+++ Source material +++
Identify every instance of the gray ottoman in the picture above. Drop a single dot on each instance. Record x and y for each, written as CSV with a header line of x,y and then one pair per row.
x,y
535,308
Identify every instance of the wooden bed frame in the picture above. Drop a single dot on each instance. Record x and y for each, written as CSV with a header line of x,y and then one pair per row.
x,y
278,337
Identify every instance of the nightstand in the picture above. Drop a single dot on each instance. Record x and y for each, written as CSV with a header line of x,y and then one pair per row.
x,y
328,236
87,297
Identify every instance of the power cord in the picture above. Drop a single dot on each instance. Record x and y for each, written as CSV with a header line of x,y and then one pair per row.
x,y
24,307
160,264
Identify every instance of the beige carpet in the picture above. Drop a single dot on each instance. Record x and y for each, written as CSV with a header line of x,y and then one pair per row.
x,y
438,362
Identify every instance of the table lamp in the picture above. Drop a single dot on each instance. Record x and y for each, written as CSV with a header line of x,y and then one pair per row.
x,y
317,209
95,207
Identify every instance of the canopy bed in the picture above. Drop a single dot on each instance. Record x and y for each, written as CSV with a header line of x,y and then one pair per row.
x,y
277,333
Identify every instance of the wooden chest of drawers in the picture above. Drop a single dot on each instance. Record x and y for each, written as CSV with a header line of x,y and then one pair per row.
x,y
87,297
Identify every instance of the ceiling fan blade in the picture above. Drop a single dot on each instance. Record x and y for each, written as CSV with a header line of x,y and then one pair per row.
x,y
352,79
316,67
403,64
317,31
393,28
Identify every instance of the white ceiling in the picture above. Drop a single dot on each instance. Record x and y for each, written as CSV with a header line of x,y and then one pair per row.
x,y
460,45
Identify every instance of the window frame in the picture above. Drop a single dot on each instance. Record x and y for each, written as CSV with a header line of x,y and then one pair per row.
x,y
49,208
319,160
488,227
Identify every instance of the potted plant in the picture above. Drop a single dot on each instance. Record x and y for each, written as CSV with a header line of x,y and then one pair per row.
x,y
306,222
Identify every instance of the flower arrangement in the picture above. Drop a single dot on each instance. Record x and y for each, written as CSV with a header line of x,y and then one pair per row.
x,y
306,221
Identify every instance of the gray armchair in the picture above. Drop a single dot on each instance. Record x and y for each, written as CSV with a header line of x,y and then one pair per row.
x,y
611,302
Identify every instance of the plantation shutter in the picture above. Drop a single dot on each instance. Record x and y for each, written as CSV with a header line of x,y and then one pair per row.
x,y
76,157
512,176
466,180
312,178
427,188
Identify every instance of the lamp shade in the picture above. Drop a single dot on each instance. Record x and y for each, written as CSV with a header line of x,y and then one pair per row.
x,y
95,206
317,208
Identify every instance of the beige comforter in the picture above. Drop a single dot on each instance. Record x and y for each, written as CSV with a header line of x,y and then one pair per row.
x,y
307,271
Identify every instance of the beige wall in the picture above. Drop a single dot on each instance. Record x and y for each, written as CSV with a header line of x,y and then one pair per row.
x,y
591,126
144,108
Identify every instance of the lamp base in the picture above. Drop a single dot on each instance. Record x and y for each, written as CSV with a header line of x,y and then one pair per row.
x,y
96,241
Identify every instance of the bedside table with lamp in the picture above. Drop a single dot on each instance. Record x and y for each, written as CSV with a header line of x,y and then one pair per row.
+++
> What you need to do
Would you mind copying all of the records exactly?

> Result of this task
Identify every instance of the gray ottoman in the picture above. Drop a single dot on each instance. Record x and y for each, written as CSV with a header line of x,y and then one pair per row.
x,y
535,308
Identify every instance of the wooden bed frame in the picture above. Drop a single dot on each instance. Record x and y for each, written as CSV with a header line of x,y and then one pair per row.
x,y
278,337
Identify every instance of the nightstand in the picture above. Drop a single dot on each instance. Record x and y for each, written as CSV with a header line of x,y and then one pair per row.
x,y
328,236
87,297
Identify every instance of the power cord in the picture above. Drop a single dot on each instance. Record x and y for each, written as CSV with a header line of x,y and then one pair per row.
x,y
24,307
160,264
Identify every instance of the beige carpet in the picture above. Drop a single dot on each instance. Record x and y for each, written as CSV with a header line of x,y and then one pair per row.
x,y
438,362
Identify every instance of the table lamp in the picture above. Drop a single dot on each instance. Record x and y for each, written as CSV with a header line of x,y and then one pair per row.
x,y
317,209
95,207
Identify every instance of the canopy bed in the picture above. Drop a single dot on each instance. Record x and y for each, written as CSV with a header line of x,y and then one pair per row.
x,y
277,333
Identify every instance of the wooden chest of drawers in the picture above. Drop a single dot on each instance. Record x and y for each, written as CSV with a header line of x,y and then one pair per row.
x,y
87,297
Identify every instance of the ceiling fan blade in the picture above. Drop a single dot on each instance. Record x and y for each, written as CSV with a header line of x,y and then one pair per row.
x,y
352,79
316,67
403,64
317,31
393,28
Identify every instance of the white ceiling in the picture above. Drop a single dot on each instance. Record x and y for each, written as CSV with a header line of x,y and then one pair per row.
x,y
460,45
Identify every instance of the window frame in the picture above. Drop a single dot on each instance. Record x and y for each, written as CSV with a header line of x,y and then one pair per row.
x,y
49,208
319,160
488,227
Identify every instance of the potted plant in the picture above. Drop a single dot on each instance. Record x and y for each, written as CSV with a header line of x,y and then one pair per row.
x,y
306,222
Identify every instance of the flower arrangement in the picture above. Drop a single dot on each instance. Record x and y for each, written as CSV with a header line of x,y and then one pair per row.
x,y
306,221
Identify every instance of the gray armchair in the picture above. Drop a single dot on each instance. Record x and y for each, written as CSV with a header line of x,y and then one pair per row.
x,y
611,302
Identify every instance of the plantation shutter in the picture above. Drop a single dot on each instance. Record x and y for each, written as CSV with a header line of x,y and then one pair per row.
x,y
76,157
512,176
466,180
312,178
427,188
Identify every instance of the lamp shade in the picture above. Drop a single dot on each instance. Record x and y for each, written as CSV with a header line of x,y and then one pair per row.
x,y
95,206
317,208
Identify every instance of the beige comforter in the picture above. Drop a single dot on each instance. Record x and y for each, written as CSV with a header line of x,y and then one pair per row.
x,y
307,271
Identify every instance of the beige wall in the picture above. Drop a single dot on each instance. Record x and y for each, written as CSV with a header line of x,y and then one pair per row.
x,y
591,126
144,108
Identify every instance of the lamp base in the picture above. Drop a single dot on each instance. Record x and y for each, written as CSV with a header line of x,y and then one pair per row.
x,y
96,241
Identify every instance of the bedside table with lamp in the picture above. Drop a single dot on each instance. Record x and y for each, written as CSV with a header line of x,y and then one pair per row.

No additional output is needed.